## Prompt
Repeat each record word for word.

[Saved entries]
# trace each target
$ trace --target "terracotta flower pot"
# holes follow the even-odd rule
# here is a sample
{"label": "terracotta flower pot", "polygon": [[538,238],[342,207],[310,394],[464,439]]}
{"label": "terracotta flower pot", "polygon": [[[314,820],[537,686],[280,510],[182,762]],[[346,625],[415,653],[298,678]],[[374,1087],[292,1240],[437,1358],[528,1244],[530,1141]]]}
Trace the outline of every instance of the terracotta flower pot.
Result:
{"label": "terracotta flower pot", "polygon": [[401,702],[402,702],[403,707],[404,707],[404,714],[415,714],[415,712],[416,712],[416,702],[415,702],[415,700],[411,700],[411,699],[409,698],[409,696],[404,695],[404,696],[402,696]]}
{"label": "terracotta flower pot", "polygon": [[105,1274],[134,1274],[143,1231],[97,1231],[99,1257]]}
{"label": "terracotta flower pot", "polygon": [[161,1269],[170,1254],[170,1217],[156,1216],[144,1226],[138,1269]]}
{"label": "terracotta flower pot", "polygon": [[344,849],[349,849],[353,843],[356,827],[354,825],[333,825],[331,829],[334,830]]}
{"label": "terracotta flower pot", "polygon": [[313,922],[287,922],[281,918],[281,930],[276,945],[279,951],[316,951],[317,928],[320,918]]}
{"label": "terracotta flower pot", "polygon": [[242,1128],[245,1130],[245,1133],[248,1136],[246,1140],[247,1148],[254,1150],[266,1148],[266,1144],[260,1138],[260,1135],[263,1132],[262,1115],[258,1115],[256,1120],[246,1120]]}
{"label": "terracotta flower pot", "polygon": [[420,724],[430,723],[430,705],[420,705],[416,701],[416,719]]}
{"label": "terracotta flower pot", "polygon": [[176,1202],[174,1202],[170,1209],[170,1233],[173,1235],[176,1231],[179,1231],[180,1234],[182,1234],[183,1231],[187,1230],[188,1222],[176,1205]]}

## Answer box
# trace each target
$ trace --target "terracotta flower pot"
# holes follow the even-odd rule
# here is a sample
{"label": "terracotta flower pot", "polygon": [[538,238],[342,207],[310,394],[464,439]]}
{"label": "terracotta flower pot", "polygon": [[[314,820],[537,686],[280,510],[182,762]],[[346,625],[415,653],[298,678]],[[374,1087],[292,1240],[437,1358],[528,1244],[530,1141]]]}
Trace the outline of every instance of the terracotta flower pot.
Result:
{"label": "terracotta flower pot", "polygon": [[401,702],[402,702],[403,707],[404,707],[404,714],[415,714],[415,712],[416,712],[416,702],[415,702],[415,700],[411,700],[411,699],[409,698],[409,696],[404,695],[404,696],[402,696]]}
{"label": "terracotta flower pot", "polygon": [[105,1274],[134,1274],[143,1231],[97,1231],[99,1257]]}
{"label": "terracotta flower pot", "polygon": [[161,1269],[170,1254],[170,1217],[156,1216],[144,1226],[138,1269]]}
{"label": "terracotta flower pot", "polygon": [[344,849],[349,849],[353,843],[356,827],[354,825],[333,825],[331,829],[334,830]]}
{"label": "terracotta flower pot", "polygon": [[313,922],[287,922],[281,918],[281,930],[276,945],[279,951],[316,951],[317,928],[320,918]]}
{"label": "terracotta flower pot", "polygon": [[242,1128],[245,1130],[245,1133],[248,1136],[246,1140],[247,1148],[254,1150],[266,1148],[266,1144],[260,1138],[260,1135],[263,1132],[262,1115],[258,1115],[256,1120],[246,1120]]}
{"label": "terracotta flower pot", "polygon": [[420,724],[430,723],[430,705],[420,705],[416,701],[416,719]]}
{"label": "terracotta flower pot", "polygon": [[176,1202],[174,1202],[170,1209],[170,1233],[173,1235],[176,1231],[179,1231],[180,1234],[182,1234],[183,1231],[187,1230],[188,1222],[176,1205]]}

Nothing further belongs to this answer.